**Do this:**
Write out every line from the one containing "Where can the black" through the one containing "<point>208,202</point>", both included. Offset each answer coordinate in that span by -107 and leave all other lines as they are.

**Dataset rows:**

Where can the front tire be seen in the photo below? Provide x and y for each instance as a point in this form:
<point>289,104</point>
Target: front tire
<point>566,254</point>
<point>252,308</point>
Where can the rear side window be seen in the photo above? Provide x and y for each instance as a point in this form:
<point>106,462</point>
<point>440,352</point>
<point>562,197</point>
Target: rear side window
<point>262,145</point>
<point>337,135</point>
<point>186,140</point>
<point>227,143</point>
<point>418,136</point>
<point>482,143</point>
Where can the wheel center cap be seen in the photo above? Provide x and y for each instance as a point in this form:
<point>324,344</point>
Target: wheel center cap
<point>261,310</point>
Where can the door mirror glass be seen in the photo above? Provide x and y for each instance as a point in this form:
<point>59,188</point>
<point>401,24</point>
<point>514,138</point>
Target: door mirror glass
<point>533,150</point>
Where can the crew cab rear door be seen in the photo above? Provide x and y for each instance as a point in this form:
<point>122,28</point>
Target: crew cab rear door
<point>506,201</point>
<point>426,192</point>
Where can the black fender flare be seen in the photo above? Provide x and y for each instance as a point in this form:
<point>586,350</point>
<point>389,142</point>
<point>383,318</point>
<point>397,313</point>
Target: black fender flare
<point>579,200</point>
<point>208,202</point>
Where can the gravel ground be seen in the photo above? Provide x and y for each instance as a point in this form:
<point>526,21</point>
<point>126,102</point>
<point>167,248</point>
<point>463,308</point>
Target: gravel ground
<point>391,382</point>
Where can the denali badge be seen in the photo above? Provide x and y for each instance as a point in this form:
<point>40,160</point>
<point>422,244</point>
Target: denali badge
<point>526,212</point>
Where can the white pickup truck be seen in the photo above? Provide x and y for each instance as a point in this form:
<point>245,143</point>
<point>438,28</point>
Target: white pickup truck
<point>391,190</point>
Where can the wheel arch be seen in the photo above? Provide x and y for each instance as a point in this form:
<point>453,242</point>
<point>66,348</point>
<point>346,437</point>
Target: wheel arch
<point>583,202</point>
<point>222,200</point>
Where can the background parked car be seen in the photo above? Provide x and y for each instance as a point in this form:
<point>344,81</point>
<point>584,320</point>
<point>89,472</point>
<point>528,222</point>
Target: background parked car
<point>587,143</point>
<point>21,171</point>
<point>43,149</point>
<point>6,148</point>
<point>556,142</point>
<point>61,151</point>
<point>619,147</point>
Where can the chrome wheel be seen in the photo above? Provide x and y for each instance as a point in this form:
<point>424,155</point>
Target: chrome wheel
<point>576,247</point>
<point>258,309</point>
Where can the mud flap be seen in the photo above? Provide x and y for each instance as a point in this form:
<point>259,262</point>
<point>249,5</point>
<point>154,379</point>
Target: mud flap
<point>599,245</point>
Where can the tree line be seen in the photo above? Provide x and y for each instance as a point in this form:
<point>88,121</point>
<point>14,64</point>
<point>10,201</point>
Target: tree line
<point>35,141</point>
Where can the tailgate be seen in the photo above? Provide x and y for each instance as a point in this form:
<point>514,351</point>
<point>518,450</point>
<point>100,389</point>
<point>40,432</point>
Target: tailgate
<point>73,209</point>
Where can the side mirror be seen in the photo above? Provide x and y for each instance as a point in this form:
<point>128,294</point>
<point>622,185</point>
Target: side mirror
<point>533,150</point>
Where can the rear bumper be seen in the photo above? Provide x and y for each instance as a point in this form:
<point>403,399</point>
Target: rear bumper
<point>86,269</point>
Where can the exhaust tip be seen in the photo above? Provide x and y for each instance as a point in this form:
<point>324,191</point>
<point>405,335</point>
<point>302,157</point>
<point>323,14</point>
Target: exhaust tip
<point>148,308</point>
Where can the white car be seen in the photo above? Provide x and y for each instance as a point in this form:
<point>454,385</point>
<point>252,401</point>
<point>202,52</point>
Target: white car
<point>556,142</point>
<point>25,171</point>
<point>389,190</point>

**Task answer:**
Where can the black fender flare be seen in the photo above? Provide x and y for each instance as a point in this form:
<point>586,350</point>
<point>389,142</point>
<point>383,318</point>
<point>397,313</point>
Target: black fender flare
<point>472,93</point>
<point>101,95</point>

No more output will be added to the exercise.